* [Collection entries]:

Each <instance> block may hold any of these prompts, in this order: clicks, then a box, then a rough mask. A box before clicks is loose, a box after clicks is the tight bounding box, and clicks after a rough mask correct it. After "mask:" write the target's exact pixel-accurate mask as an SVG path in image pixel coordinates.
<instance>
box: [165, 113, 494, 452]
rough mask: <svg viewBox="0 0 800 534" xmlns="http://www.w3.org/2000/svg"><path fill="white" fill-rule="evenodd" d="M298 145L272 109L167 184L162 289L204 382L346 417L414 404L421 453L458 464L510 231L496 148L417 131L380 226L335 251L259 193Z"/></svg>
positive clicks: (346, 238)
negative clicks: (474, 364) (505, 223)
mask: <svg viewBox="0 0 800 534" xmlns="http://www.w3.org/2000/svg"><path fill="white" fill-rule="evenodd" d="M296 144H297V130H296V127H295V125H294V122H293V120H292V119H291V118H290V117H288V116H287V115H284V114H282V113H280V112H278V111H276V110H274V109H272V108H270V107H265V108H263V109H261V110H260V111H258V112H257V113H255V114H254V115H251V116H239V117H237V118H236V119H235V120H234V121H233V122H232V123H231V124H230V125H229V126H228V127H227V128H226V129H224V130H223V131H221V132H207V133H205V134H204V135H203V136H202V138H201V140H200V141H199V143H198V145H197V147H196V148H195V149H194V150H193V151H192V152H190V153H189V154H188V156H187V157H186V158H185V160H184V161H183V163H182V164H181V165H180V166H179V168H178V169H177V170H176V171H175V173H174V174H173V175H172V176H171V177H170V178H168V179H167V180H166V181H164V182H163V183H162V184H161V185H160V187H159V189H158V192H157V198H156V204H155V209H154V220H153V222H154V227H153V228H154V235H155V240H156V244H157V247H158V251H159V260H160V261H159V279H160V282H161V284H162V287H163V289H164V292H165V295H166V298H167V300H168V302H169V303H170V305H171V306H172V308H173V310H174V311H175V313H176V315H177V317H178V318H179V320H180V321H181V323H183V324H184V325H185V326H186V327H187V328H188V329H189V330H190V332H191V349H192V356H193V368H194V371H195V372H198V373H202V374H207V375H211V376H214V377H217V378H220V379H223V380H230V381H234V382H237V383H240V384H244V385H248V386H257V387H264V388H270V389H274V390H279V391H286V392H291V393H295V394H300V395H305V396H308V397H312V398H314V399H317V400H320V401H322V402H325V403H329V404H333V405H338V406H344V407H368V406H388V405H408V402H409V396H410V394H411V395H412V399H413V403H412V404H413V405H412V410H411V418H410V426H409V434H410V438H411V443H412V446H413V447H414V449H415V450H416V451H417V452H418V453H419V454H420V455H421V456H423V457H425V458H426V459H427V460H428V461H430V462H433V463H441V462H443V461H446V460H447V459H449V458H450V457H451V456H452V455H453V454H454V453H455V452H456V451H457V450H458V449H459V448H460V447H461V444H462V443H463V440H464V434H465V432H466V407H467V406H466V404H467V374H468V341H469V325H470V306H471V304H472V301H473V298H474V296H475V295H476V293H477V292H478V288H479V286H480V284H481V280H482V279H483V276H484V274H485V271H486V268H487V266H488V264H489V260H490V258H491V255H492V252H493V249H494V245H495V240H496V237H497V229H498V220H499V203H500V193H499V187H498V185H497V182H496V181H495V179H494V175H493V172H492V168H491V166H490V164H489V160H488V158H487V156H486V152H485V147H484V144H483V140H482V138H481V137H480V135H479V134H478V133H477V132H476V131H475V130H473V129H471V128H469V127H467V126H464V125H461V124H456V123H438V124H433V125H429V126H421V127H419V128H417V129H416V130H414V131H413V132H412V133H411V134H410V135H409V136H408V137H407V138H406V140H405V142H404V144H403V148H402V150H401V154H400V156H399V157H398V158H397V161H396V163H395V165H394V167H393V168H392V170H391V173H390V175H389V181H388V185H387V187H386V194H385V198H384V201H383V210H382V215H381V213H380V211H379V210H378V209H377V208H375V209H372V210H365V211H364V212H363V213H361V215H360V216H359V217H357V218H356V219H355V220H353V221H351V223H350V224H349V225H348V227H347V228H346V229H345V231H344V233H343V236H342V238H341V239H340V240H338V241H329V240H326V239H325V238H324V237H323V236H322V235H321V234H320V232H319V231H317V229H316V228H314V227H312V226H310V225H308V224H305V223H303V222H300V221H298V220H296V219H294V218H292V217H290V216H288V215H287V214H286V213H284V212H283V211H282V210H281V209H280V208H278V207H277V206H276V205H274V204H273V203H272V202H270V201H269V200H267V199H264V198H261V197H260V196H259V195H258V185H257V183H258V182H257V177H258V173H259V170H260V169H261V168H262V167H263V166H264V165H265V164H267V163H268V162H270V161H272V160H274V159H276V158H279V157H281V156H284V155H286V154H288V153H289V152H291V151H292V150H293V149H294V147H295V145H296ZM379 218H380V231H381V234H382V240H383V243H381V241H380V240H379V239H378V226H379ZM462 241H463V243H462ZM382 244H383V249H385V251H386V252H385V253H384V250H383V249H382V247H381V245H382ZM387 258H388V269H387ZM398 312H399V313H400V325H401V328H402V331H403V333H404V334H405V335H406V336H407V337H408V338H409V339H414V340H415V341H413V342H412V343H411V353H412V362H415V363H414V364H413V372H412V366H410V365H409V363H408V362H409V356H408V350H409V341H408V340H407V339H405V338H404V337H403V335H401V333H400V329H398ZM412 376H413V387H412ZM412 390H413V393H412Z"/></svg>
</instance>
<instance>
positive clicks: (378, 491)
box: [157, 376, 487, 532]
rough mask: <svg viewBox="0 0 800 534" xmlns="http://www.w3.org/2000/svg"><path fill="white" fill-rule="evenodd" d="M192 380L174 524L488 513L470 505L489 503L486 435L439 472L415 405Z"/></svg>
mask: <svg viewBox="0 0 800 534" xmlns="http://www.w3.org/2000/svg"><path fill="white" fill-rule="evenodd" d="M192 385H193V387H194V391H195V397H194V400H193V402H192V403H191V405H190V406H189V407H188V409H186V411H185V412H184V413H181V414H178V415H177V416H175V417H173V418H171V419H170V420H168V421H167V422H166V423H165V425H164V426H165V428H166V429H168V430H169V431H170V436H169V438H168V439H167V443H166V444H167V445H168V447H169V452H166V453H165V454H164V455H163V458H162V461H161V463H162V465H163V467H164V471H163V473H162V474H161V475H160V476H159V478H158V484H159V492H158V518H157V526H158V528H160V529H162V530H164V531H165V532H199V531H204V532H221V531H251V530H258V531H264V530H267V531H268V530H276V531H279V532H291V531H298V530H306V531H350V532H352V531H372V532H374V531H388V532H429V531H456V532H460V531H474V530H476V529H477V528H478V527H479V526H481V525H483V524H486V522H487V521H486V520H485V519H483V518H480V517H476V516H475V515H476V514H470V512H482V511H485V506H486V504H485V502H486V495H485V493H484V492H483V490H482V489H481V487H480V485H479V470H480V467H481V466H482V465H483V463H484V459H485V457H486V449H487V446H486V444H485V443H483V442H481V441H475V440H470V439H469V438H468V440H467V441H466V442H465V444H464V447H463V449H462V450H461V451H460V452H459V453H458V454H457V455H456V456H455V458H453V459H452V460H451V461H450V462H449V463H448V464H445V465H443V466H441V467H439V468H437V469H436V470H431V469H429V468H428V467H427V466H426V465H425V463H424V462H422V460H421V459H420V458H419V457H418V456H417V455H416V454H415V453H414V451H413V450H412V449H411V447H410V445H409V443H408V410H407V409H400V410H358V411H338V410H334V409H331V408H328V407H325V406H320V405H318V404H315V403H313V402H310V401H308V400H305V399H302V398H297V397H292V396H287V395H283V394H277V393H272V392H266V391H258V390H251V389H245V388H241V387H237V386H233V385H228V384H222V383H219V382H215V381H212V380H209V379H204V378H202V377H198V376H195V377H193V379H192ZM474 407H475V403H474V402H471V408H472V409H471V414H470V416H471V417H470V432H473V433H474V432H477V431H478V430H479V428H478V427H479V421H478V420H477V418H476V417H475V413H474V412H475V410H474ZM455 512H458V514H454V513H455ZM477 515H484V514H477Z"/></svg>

* [Exercise description]: Output the lines of the records above exactly as they appear, from the line containing "box: [165, 113, 494, 452]" through the line containing "positive clicks: (346, 238)".

* [Response to the task]:
box: [165, 113, 494, 452]
rough mask: <svg viewBox="0 0 800 534" xmlns="http://www.w3.org/2000/svg"><path fill="white" fill-rule="evenodd" d="M298 145L272 109L167 184L162 289L204 382L346 417L414 404L421 453L458 464L510 231L496 148L417 131L380 226L335 251L259 193Z"/></svg>
positive clicks: (346, 238)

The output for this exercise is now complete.